» **Aim**
Print every one of the rows below word for word, with no changes.

» **Records provided**
*****

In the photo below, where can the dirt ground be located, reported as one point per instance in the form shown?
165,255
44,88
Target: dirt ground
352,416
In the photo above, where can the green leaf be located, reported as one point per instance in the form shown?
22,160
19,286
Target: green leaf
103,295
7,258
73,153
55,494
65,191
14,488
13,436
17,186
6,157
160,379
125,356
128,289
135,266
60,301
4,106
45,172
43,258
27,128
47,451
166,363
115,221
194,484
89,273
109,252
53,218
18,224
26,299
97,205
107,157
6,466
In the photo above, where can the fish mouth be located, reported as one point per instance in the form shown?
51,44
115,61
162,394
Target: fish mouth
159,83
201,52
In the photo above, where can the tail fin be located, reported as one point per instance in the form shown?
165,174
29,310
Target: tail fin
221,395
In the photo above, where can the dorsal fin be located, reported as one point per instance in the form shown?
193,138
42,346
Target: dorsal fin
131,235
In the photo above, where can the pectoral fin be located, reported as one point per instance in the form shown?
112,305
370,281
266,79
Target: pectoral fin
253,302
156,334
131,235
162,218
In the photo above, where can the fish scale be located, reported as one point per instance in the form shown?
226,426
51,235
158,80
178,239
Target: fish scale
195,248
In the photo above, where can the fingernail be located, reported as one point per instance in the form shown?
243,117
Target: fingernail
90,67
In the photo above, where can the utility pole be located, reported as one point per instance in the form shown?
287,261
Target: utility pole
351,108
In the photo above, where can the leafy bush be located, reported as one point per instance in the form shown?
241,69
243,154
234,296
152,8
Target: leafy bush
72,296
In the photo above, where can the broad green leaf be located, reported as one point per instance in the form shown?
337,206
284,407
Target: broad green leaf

*****

» **Expected answer**
In the photo below, where can the dirt ground be located, reported as one point per instance in the form shown?
165,255
44,88
Target: dirt ground
352,416
In the photo above, where can the green leaf be located, reported as one point per instance in the form shown?
22,160
19,286
Target: green leaf
103,295
7,258
73,153
55,494
65,191
14,488
13,436
17,186
6,157
160,379
125,356
128,289
135,266
60,301
4,106
45,172
43,258
27,128
47,451
166,363
115,221
194,484
89,273
109,252
53,218
18,224
26,299
97,205
107,157
6,466
In the photo above, where can the fish mouth be located, reported as one point per instance in the form shown?
51,44
115,61
162,394
Target: fish mouth
159,83
201,52
In the photo above, where can the tail fin be located, reported as one point per instance in the form shown?
165,174
29,310
Target: tail fin
221,395
In the photo above, where can the dorsal fin be located, reported as one point per instance in the form shown?
193,138
42,346
Target: dorsal fin
131,235
In the photo above, where can the pectoral fin be located, reported as one point per instance in the form shown?
112,305
370,281
266,79
Target: pectoral fin
253,302
156,334
131,235
162,218
In the photo above, where can the fish scale be located, reported as one point per instance in the form shown?
226,426
51,235
158,80
178,239
Target: fish scale
195,248
In the photo above, where can the fingernail be located, reported as one point per instance in the form shown?
243,117
Target: fingernail
90,67
In the photo above, where can the utility pole be located, reported as one point per instance in the form shown?
287,261
Target: utility pole
351,108
In the photo above, where can the leafy bush be located, reported as one point per instance in the form shown?
241,69
243,154
234,296
152,8
Target: leafy bush
72,296
In the photo above, where can the broad green leaf be located, reported as one point per instance in the form shown?
337,206
284,407
Target: broad green leaf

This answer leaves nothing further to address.